▶

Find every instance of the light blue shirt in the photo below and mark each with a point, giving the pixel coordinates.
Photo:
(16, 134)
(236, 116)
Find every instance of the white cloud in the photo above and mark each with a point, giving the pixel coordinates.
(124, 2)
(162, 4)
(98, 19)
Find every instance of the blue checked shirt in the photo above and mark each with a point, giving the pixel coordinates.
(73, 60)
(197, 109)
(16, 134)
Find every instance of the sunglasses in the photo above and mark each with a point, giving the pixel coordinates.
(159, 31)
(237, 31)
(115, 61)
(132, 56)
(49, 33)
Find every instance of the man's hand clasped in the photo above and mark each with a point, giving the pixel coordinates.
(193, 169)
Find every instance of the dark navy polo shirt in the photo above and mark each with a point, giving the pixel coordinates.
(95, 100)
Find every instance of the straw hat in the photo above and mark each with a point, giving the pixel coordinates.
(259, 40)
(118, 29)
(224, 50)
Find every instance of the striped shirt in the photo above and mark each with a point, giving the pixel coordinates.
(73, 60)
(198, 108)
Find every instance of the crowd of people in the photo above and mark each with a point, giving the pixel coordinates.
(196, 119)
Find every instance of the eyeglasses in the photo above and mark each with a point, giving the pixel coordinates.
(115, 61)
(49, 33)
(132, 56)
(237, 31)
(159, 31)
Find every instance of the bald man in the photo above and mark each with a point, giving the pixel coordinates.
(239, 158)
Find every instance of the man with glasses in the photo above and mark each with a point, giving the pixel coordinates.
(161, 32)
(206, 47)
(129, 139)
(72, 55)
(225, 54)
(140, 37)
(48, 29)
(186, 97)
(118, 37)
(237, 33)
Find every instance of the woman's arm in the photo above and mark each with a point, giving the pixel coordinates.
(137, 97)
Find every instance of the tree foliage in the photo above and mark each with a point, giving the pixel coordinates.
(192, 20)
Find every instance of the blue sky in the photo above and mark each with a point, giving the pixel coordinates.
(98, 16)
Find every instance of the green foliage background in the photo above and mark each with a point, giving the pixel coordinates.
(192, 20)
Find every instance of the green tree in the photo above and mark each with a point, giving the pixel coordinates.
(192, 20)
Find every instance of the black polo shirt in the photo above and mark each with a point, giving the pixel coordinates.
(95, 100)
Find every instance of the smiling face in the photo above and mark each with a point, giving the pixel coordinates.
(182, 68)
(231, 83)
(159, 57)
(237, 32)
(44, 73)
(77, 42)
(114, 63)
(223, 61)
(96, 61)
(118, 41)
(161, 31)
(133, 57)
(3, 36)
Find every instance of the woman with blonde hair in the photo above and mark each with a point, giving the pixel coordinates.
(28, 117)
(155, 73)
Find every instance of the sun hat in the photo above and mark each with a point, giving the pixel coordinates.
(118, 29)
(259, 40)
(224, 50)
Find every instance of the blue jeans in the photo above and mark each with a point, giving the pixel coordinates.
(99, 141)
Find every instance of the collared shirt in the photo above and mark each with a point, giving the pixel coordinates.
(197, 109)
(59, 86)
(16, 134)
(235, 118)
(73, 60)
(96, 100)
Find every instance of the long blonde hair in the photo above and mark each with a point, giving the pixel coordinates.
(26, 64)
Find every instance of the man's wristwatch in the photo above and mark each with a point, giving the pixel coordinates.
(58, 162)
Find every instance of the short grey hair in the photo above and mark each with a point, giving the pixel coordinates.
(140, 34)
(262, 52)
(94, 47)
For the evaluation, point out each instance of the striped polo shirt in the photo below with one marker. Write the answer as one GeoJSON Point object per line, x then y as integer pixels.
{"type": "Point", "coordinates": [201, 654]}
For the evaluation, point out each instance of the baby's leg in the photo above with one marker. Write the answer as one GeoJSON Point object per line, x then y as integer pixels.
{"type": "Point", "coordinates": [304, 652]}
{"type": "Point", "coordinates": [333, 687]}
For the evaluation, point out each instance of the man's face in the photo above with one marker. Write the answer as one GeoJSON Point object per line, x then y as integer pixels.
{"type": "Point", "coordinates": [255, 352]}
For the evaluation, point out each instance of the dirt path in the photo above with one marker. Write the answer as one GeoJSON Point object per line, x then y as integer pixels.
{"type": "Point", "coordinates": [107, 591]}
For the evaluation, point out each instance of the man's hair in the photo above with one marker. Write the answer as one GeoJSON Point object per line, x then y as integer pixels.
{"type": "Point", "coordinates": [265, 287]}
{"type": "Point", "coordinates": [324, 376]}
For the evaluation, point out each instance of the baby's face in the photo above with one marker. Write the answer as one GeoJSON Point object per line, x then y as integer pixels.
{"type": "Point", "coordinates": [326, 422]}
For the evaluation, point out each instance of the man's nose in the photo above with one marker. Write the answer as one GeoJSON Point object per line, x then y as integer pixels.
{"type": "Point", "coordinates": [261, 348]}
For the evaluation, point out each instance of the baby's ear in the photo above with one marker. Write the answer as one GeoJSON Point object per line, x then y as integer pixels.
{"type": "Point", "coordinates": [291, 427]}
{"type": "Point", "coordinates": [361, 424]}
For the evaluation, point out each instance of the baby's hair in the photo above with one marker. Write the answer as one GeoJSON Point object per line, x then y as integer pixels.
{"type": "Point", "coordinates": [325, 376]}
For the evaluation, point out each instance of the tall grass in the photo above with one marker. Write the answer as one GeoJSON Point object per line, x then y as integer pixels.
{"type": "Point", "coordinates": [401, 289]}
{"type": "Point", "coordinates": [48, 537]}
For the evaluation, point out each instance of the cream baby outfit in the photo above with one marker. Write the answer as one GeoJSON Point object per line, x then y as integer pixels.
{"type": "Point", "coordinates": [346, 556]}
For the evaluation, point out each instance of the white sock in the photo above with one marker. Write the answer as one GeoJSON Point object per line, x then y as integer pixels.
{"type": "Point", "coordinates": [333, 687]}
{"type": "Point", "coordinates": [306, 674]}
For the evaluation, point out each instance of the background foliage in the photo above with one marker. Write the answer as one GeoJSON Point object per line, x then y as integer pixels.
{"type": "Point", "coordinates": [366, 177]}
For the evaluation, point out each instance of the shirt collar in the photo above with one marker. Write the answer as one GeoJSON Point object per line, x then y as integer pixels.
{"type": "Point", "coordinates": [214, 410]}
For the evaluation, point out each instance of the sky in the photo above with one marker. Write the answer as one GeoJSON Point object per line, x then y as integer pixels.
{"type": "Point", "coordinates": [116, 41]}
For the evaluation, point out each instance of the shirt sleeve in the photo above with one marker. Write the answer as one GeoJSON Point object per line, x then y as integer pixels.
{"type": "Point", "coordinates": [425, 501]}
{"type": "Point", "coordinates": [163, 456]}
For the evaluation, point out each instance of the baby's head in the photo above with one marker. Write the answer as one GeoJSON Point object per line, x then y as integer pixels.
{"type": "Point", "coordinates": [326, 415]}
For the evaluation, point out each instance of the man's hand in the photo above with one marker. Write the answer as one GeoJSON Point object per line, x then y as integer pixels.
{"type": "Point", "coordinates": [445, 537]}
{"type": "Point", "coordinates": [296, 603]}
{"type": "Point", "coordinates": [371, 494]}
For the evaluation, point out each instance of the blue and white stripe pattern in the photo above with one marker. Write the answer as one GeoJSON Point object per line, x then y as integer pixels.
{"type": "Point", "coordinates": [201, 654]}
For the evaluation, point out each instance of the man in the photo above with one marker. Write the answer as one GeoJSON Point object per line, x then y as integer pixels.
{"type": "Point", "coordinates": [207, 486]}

◀
▶

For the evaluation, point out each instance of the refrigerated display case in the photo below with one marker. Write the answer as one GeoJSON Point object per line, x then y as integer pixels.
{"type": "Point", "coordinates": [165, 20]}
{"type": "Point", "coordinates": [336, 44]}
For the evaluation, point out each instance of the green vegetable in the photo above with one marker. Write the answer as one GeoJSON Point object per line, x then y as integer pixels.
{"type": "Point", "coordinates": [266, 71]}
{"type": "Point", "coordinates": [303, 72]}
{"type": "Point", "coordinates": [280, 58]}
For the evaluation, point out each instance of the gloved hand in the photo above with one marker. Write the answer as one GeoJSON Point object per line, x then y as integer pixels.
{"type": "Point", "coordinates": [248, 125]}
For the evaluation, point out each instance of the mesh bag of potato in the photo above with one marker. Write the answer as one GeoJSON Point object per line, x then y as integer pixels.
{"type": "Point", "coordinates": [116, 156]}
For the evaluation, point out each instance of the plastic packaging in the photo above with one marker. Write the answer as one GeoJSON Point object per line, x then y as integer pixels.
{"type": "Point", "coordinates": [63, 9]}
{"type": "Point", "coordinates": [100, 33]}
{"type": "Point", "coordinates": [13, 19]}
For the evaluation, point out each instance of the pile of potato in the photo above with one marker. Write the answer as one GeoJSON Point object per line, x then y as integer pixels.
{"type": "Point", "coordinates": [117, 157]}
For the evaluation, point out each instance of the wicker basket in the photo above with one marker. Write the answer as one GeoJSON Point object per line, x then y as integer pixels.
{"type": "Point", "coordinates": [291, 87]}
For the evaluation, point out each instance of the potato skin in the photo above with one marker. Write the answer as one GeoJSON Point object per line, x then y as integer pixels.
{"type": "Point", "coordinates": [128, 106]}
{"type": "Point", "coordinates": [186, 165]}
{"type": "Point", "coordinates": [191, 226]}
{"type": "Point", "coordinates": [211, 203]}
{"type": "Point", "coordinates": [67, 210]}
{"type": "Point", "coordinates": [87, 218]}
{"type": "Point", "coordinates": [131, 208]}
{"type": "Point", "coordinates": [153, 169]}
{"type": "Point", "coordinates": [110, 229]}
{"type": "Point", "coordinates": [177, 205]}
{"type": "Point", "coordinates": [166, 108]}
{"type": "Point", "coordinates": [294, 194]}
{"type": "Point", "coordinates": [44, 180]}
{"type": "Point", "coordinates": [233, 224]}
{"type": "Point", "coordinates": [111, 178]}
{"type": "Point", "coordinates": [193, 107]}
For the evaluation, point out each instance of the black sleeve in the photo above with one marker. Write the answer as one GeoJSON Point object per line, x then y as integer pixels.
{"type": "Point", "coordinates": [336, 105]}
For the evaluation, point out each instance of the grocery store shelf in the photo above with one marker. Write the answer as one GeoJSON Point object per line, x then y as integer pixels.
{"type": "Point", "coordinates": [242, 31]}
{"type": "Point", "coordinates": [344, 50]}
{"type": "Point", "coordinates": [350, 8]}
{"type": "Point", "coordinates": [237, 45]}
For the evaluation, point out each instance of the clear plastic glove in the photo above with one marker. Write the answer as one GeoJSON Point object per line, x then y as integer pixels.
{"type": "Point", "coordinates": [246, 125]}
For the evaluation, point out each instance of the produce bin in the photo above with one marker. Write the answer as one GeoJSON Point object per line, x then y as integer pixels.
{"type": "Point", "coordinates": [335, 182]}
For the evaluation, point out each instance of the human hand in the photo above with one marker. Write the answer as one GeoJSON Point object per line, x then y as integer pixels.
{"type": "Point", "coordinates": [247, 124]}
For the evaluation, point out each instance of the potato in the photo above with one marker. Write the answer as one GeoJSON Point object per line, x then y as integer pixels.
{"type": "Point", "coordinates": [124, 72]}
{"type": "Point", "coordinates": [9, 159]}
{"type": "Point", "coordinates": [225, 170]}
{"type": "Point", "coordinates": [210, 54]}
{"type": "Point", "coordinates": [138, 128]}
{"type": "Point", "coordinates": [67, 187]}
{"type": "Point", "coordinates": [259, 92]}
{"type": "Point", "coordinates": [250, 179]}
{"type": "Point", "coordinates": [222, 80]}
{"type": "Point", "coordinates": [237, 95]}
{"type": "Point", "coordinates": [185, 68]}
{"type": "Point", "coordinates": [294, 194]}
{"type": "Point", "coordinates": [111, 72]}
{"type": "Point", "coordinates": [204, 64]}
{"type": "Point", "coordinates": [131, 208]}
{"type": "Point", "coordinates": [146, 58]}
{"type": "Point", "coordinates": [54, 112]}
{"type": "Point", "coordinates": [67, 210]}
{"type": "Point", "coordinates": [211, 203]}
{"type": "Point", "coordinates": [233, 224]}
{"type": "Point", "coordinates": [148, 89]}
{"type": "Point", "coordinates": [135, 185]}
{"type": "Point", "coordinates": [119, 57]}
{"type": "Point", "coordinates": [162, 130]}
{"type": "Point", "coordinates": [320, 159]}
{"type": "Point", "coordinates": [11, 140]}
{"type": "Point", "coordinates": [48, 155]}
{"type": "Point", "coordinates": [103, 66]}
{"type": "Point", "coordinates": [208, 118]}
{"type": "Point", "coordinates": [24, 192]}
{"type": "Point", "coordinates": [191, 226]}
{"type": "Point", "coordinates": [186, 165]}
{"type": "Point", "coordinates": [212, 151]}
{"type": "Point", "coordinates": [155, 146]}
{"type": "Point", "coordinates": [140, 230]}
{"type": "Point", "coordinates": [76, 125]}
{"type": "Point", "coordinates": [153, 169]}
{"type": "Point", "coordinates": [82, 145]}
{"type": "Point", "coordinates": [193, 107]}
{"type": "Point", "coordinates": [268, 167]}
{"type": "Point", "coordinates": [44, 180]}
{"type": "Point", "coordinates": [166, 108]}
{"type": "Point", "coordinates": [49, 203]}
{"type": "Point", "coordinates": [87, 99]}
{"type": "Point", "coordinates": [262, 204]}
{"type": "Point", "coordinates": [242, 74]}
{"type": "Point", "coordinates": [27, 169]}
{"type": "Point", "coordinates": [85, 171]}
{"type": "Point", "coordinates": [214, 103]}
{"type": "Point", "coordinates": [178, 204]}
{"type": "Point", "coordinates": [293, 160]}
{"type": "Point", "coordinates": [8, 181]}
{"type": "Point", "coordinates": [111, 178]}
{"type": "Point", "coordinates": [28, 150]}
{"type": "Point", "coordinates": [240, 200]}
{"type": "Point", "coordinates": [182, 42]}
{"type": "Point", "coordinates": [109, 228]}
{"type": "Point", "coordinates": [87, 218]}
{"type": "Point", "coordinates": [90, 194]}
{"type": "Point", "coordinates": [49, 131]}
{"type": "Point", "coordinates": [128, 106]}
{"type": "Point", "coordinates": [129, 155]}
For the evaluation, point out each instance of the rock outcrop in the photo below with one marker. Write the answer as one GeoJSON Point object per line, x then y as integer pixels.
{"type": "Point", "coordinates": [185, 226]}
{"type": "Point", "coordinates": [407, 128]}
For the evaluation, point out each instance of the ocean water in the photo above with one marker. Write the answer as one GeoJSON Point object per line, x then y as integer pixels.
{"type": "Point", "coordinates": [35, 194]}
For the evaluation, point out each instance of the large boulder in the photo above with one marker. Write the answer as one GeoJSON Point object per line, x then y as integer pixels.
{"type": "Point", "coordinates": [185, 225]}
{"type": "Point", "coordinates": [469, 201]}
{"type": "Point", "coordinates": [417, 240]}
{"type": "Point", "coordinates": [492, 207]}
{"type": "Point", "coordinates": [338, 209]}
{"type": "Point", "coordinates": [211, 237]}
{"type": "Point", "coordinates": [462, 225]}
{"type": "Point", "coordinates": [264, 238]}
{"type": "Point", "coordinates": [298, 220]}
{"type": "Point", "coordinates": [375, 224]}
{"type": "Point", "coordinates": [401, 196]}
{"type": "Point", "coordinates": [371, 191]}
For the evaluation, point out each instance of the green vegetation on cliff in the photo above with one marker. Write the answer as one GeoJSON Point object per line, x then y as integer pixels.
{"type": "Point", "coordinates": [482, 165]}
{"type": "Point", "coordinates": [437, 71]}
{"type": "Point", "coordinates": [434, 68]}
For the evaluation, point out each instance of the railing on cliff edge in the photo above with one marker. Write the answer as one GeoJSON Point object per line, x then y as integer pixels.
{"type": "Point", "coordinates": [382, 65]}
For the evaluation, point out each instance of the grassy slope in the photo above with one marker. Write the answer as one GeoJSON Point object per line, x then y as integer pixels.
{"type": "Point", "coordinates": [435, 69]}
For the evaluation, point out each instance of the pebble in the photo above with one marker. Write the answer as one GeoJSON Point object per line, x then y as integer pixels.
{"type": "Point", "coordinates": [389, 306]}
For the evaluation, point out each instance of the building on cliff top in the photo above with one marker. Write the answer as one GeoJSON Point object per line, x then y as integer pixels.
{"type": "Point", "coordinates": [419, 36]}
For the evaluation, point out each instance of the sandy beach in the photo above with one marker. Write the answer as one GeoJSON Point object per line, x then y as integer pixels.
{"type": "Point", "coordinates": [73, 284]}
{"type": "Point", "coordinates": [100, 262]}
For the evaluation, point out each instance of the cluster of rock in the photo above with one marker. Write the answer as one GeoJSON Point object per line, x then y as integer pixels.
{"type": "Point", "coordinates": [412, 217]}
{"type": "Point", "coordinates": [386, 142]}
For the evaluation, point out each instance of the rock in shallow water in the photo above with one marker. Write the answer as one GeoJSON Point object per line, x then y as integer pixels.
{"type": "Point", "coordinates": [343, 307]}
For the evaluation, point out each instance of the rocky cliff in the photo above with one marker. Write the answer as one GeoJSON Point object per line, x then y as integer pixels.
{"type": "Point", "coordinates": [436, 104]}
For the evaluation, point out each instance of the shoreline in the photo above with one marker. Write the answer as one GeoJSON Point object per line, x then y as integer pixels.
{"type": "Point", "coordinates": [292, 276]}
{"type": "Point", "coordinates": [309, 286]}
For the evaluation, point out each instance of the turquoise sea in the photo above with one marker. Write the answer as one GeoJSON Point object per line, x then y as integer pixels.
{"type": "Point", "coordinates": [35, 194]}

◀

| Exercise objective |
Select every line of the items above that contains the word "tree", matching case exactly, and copy each such line in full.

| Task answer |
Find every instance of the tree foliage in the photo above and mark each with a point, giving the pixel coordinates.
Find every instance of the green tree in the photo above and mark each with a point, giving the pixel coordinates.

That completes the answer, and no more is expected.